Showing posts with label women. Show all posts
Showing posts with label women. Show all posts

Thursday, January 29, 2009

You've Come a Long Way Baby!

I’ve been at my current job for a long time – 20 years and 6 months to be exact. Not because I loooove the job. Not because I'm so dedicated. Certainly not because I haven’t tried to get a position in my field…well, you get the drift. Before my current job, I worked in a large claims office of about 70 employees. I was young, and pretty much at bottom of the food chain in the office but on one level, and one level only, the playing field was even. And that was the break room, or as I like to think of it, the great equalizer. Yep, we were all equal in the breakroom, from the branch manager to the front desk clerk, male and female, young and old.

WRITTEN INSTRUCTION 1 => Return the passage of the break-room post between "Thursday, January 29, 2009" and "young and old.", inclusive, copied verbatim.
WRITTEN INSTRUCTION 2 => Take the break-room post further, picking up after its final sentence.

PROVIDED MATERIAL =>
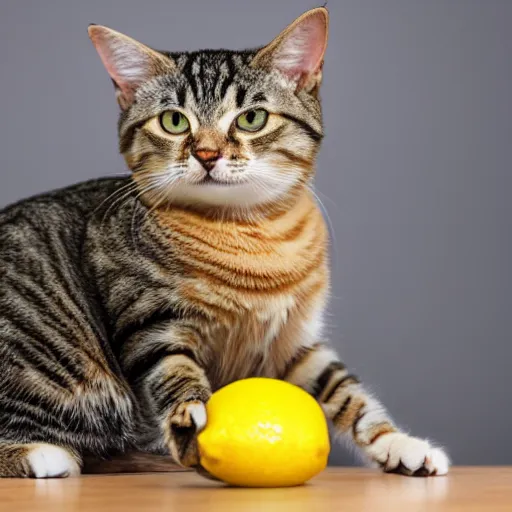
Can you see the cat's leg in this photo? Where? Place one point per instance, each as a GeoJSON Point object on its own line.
{"type": "Point", "coordinates": [37, 460]}
{"type": "Point", "coordinates": [165, 371]}
{"type": "Point", "coordinates": [357, 414]}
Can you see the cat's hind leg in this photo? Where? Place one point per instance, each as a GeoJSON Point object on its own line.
{"type": "Point", "coordinates": [37, 460]}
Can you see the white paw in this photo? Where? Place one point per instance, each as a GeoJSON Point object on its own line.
{"type": "Point", "coordinates": [197, 412]}
{"type": "Point", "coordinates": [400, 453]}
{"type": "Point", "coordinates": [49, 461]}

OUTPUT 1 =>
Thursday, January 29, 2009

You've Come a Long Way Baby!

I’ve been at my current job for a long time – 20 years and 6 months to be exact. Not because I loooove the job. Not because I'm so dedicated. Certainly not because I haven’t tried to get a position in my field…well, you get the drift. Before my current job, I worked in a large claims office of about 70 employees. I was young, and pretty much at bottom of the food chain in the office but on one level, and one level only, the playing field was even. And that was the break room, or as I like to think of it, the great equalizer. Yep, we were all equal in the breakroom, from the branch manager to the front desk clerk, male and female, young and old.

OUTPUT 2 =>
The break room had a kitchen with a refrigerator, sink, cupboards and microwave. There were tables and chairs. You could use the refrigerator to store your food and beverages during the week, but everything that was not removed by Friday afternoon, was thrown away at the end of the day no matter whom it belonged to. If you made a mess preparing your food, you cleaned it up. You wiped the table when you were done at lunch or break time. There were always enough people around to hold you accountable. But the chief and most fundamental rule of the break room revolved around the coffee pot. It was simple. Whoever took the last cup of coffee from either the regular or decaf pot, made the next pot, thus ensuring there was always coffee available. It did not matter who you were. Those were the rules. Many are the time I saw the branch manager of the whole office making a pot of coffee. It was something you could count on like death and taxes.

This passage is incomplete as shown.